Stored data entries:
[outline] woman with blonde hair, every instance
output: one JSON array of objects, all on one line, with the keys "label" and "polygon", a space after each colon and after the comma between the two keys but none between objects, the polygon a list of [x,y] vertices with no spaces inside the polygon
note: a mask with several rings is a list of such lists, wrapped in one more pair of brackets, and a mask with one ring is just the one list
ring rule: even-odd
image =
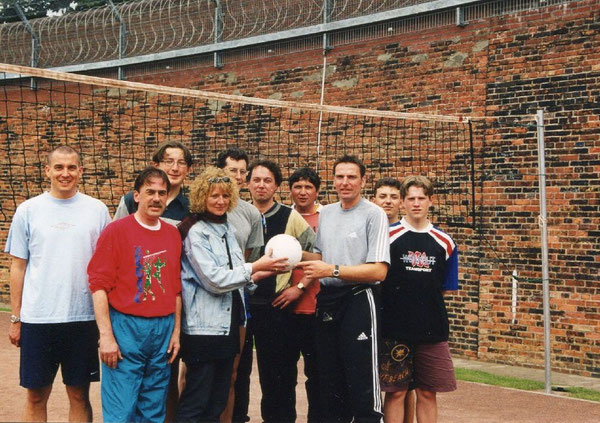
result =
[{"label": "woman with blonde hair", "polygon": [[243,289],[273,272],[286,258],[270,252],[244,263],[227,222],[238,200],[235,180],[224,170],[206,168],[190,189],[192,214],[179,225],[183,239],[181,357],[187,366],[176,421],[218,422],[227,405],[239,326],[245,321]]}]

#### [What you should do]
Filter the entries down to the lines that include the string "list".

#### [Solution]
output: one JSON array of objects, all on one line, with the keys "label" and "polygon", a space after each colon and after the comma between the two keys but none between objects, the polygon a list of [x,y] vertices with no spaces inside the polygon
note: a mask with several rings is a list of such lists, wrapped in one more pair of brackets, and a mask with one ring is just the one list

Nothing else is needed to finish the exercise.